Stored data
== Segment start ==
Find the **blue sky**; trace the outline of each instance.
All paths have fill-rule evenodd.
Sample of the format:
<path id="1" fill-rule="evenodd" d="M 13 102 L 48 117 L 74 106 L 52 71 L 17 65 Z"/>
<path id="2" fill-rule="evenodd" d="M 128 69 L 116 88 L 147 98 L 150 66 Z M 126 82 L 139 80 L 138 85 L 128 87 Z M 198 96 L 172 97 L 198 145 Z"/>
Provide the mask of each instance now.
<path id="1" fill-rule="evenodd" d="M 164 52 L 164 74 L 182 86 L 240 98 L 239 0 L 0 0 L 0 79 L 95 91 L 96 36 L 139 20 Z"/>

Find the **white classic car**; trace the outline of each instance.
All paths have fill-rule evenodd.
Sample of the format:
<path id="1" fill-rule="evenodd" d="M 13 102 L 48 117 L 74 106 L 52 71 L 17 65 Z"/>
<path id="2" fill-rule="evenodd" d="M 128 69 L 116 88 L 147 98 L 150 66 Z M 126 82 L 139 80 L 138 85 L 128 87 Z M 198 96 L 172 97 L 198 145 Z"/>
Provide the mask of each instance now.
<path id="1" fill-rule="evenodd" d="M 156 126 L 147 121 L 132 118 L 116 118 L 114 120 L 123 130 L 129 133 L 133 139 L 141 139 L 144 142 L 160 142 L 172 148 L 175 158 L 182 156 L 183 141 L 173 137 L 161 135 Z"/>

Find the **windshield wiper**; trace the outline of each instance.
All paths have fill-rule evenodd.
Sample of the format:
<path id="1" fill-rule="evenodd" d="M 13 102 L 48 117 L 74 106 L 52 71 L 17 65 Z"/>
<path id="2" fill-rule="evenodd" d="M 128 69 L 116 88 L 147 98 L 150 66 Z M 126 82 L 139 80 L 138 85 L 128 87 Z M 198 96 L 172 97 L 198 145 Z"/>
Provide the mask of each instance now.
== Segment end ==
What is needed — Repeat the entries word for word. Skip none of them.

Solution to this exercise —
Find the **blue sky**; trace the outline of each instance.
All paths have fill-rule evenodd.
Sample of the format:
<path id="1" fill-rule="evenodd" d="M 13 102 L 48 117 L 74 106 L 52 71 L 17 65 Z"/>
<path id="2" fill-rule="evenodd" d="M 128 69 L 116 88 L 147 98 L 150 66 Z M 126 82 L 139 80 L 138 85 L 128 87 Z M 198 96 L 172 97 L 198 145 Z"/>
Provide the mask of each instance now.
<path id="1" fill-rule="evenodd" d="M 164 52 L 164 74 L 182 86 L 240 98 L 239 0 L 0 0 L 0 79 L 95 91 L 96 36 L 139 20 Z"/>

Find the **white classic car**; trace the outline of each instance.
All paths have fill-rule evenodd.
Sample of the format:
<path id="1" fill-rule="evenodd" d="M 13 102 L 48 117 L 74 106 L 52 71 L 17 65 Z"/>
<path id="2" fill-rule="evenodd" d="M 128 69 L 116 88 L 147 98 L 150 66 Z M 126 82 L 139 80 L 138 85 L 128 87 Z M 198 96 L 172 97 L 198 145 Z"/>
Provide the mask of each instance now.
<path id="1" fill-rule="evenodd" d="M 156 126 L 147 121 L 132 118 L 116 118 L 114 120 L 123 130 L 129 133 L 133 139 L 141 139 L 144 142 L 160 142 L 172 148 L 175 158 L 182 156 L 183 141 L 173 137 L 161 135 Z"/>

Find the **windshield wiper**; trace the outline of each instance.
All paths have fill-rule evenodd.
Sample of the format:
<path id="1" fill-rule="evenodd" d="M 13 102 L 48 117 L 74 106 L 52 71 L 17 65 Z"/>
<path id="2" fill-rule="evenodd" d="M 128 69 L 116 88 L 147 98 L 150 66 Z M 126 82 L 139 80 L 138 85 L 128 87 Z M 198 96 L 172 97 L 198 145 Z"/>
Provide the mask of each instance now.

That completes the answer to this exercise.